Text extract »
----
Lisianthus

Brian Barth
Eustoma flower

Lisianthus (Eustoma grandiflorum) is an annual bedding plant known as one of the most popular cut flowers available at florists. The original wild lisianthus are native to the American southwest, but the varieties grown today have been highly hybridized and scarcely resemble their wild relatives.

Growing Lisianthus

Lisianthus usually grows from 12 to 24 inches tall and has one to three inch diameter flowers that closely resemble roses with many layers of velvety petals. Unlike, roses however, lisianthus comes mostly in cool tones, like purple and blue. The foliage has a subtle silvery-blue hue that is also very attractive.

In the Landscape

purple lisianthus

This flower blooms in summer and is primarily used in annual beds and borders in combination with other warm season annuals. Its upright growth habit makes it best suited for the back of an annual flower bed. They are most effective when grown as a mass, rather than as individual plants, especially if more than one variety is mixed together.
----
Available data »
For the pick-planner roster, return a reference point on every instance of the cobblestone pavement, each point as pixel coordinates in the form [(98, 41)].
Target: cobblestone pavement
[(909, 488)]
----
Goals »
1. Decide whether each statement agrees with the lisianthus text, answering yes or no and quoting the deciding words: (a) Lisianthus comes mostly in warm tones such as red and orange. (b) The original wild lisianthus are native to the American southwest. (c) The plant's upright growth habit makes it best suited for the front of an annual flower bed.
2. Answer these questions from the lisianthus text:
(a) How tall does lisianthus usually grow?
(b) In which season does the flower bloom?
(c) What hue does the foliage have?

Answers to the problems »
1.
(a) No: "lisianthus comes mostly in cool tones, like purple and blue."
(b) Yes: "The original wild lisianthus are native to the American southwest"
(c) No: "Its upright growth habit makes it best suited for the back of an annual flower bed."

2.
(a) From 12 to 24 inches tall.
(b) Summer.
(c) A subtle silvery-blue hue.